Data for this exercise START

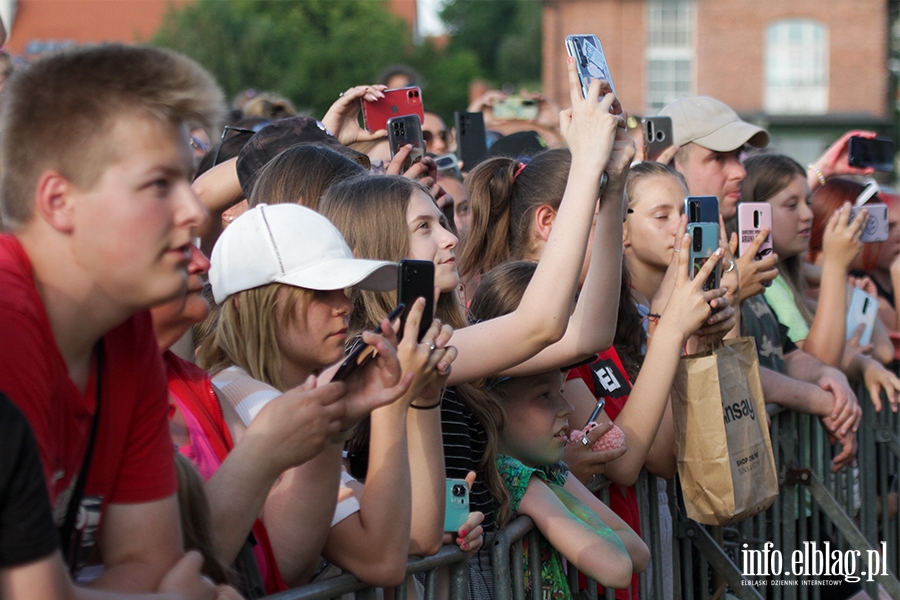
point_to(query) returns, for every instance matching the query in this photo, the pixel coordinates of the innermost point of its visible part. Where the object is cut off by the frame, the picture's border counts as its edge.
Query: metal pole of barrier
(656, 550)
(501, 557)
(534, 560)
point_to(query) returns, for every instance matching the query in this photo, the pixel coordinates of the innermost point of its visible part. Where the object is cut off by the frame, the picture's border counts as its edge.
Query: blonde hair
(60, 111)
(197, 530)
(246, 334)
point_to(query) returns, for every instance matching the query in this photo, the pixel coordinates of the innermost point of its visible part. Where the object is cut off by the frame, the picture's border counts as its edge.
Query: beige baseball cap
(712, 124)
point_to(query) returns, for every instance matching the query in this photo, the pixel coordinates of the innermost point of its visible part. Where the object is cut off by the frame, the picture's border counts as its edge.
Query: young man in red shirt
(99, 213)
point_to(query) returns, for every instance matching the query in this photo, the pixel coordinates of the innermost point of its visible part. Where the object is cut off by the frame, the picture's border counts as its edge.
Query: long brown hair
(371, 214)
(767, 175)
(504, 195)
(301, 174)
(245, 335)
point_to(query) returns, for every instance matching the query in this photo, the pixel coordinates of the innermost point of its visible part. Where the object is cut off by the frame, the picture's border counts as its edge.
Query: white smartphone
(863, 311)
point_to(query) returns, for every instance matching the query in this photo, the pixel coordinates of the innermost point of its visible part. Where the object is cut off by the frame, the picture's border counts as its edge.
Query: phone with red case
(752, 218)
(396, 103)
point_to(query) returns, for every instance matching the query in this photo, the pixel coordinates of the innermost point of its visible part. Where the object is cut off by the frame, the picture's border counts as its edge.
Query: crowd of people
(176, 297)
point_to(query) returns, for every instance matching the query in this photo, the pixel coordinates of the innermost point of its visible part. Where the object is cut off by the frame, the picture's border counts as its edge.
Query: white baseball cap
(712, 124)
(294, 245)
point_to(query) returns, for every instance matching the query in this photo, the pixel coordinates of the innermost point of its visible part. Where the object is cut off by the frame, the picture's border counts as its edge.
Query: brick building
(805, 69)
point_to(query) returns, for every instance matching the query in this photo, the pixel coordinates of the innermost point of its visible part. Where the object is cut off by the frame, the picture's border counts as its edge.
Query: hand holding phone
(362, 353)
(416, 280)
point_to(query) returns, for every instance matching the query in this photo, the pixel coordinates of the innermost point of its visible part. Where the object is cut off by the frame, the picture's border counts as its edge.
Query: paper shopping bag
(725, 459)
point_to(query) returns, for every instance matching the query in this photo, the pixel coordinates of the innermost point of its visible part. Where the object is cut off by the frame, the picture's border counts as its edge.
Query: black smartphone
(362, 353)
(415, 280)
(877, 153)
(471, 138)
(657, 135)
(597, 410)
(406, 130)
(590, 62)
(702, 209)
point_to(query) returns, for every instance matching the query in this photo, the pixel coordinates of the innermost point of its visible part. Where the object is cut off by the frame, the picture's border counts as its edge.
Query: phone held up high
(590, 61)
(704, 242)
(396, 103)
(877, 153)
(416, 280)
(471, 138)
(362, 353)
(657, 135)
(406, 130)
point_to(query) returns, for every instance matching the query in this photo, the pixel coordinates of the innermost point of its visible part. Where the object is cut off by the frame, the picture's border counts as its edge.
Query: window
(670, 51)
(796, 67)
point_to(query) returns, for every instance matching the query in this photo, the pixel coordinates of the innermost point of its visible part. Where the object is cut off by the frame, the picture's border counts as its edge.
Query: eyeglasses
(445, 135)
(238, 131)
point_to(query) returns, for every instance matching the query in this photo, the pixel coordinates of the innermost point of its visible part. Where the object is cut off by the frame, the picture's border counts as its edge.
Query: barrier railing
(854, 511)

Data for this exercise END

Exercise goal
An exact copy of the data above is required, printed without its pictures.

Solution to this exercise
point_to(query) returns, for every instance matching the query in this photo, the pixel coordinates of the innermost point of its visible part. Where the object is cut off by the frame, the picture's border counts as its edge.
Query: metal pole of barrier
(656, 550)
(501, 557)
(534, 560)
point_to(query) returns, for every instance matching the query in this photo, the pixel coordinates of the innermost point of its visible part. Where the object is cut off by the frame, the picture's border counts as its edge.
Query: blonde hair
(60, 111)
(197, 530)
(246, 334)
point_to(query) returns, for every instance matching the query in this photo, the pixel coordinates of the innermost point of its visible part. Where the object is cut off by the frame, the picture's border counts as its edge.
Query: beige baseball cap
(712, 124)
point_to(query) returns, for every instance matching the query in this photo, the pixel coordinates of the innermost point of its visible part. Where the object is cut off by the frame, the picture's border counts as its edge.
Query: young man in red shirt
(99, 213)
point_to(query) returns, for every instance matching the query in this photo, the pixel coordinates of the innermost point of its visible part. Where the object is cut off by the frame, the picture's border counts as its edge.
Query: long brown hair
(371, 214)
(767, 175)
(504, 195)
(301, 174)
(245, 335)
point_to(query) returns, for every instance matching the query in this photo, the pixel coordinates of the innermost point of its visible part. Where the object is cut off by the frame, the picture's border counts as its edge.
Query: white smartphone
(863, 311)
point_to(query) returns, for every instance matching the query in this photo, the pixel coordinates of the innermost point of its visible part. Where the object is cut off by the frame, the picture's border counts as its edge.
Query: phone with red case
(752, 218)
(396, 103)
point_to(query) returns, for every instance matching the query in this photo, the pixel coordinates of the innermost point of its visible part. Where the object is cut off by the frame, the picture's border counts as its edge.
Query: crowd of people
(176, 297)
point_to(query) returns, for every instance matching the query in this photo, the pixel coordinates of the innermost point of its visible part. Where the object is cut off by the frame, the picture's border counts as its edge.
Query: white baseball cap
(712, 124)
(294, 245)
point_to(query) returns, for every instance matching the query in this photo, the pixel coordinates of the innermost point of its visible part. Where the object is cut off by the frame, the picture's border counts as its edge.
Query: brick building
(805, 69)
point_to(query) returns, for every instance matching the query in this photo, the pixel coordinates of the innermost point of its visible part. Where the object is cut off by the frame, the picture's border counts as its edge.
Query: hand holding phone
(362, 353)
(416, 280)
point_to(query) returns, for every instance matching the query in this photo, the pixel coordinates of the innermost point of its visible part. Where the object is cut off by the frame, the picture's border counts as its edge.
Query: paper shopping bag
(725, 459)
point_to(query) returns, for every instance matching the query in this photo, the pixel coordinates of the innermost point of its visible part. Where the object is cut off by the frame, the picture's border counts as its edge.
Query: black smartphone
(362, 353)
(415, 280)
(877, 153)
(471, 138)
(657, 135)
(597, 410)
(406, 130)
(590, 62)
(702, 209)
point_to(query) returns, for every instance matching the query in this photo, the pixel coordinates of the innermost point of its visible part. Where the object is cut off by the frame, the picture's border counts as its edge.
Query: phone held up high
(590, 61)
(704, 242)
(396, 103)
(877, 153)
(416, 280)
(471, 138)
(362, 353)
(657, 135)
(406, 130)
point_to(query) returns, for every instance matching the query in this photo, the pixel coordinates of the innermost point of its visible part. Where the object is cut off by the frame, the picture's border counts as its edge.
Query: window
(670, 51)
(796, 67)
point_to(query) returns, for every instance matching the query in this photo, the pixel coordinates of the innermost point of its visible part. Where the object is cut off by the frame, the picture's border counts as its edge.
Query: eyeglasses
(445, 135)
(238, 131)
point_to(query) returns, for every instance matching the query in this photo, the pixel coordinates of the innermost point of its visible part. Where the object is cut off by the frame, the picture's border counts as its edge.
Query: barrier railing
(854, 511)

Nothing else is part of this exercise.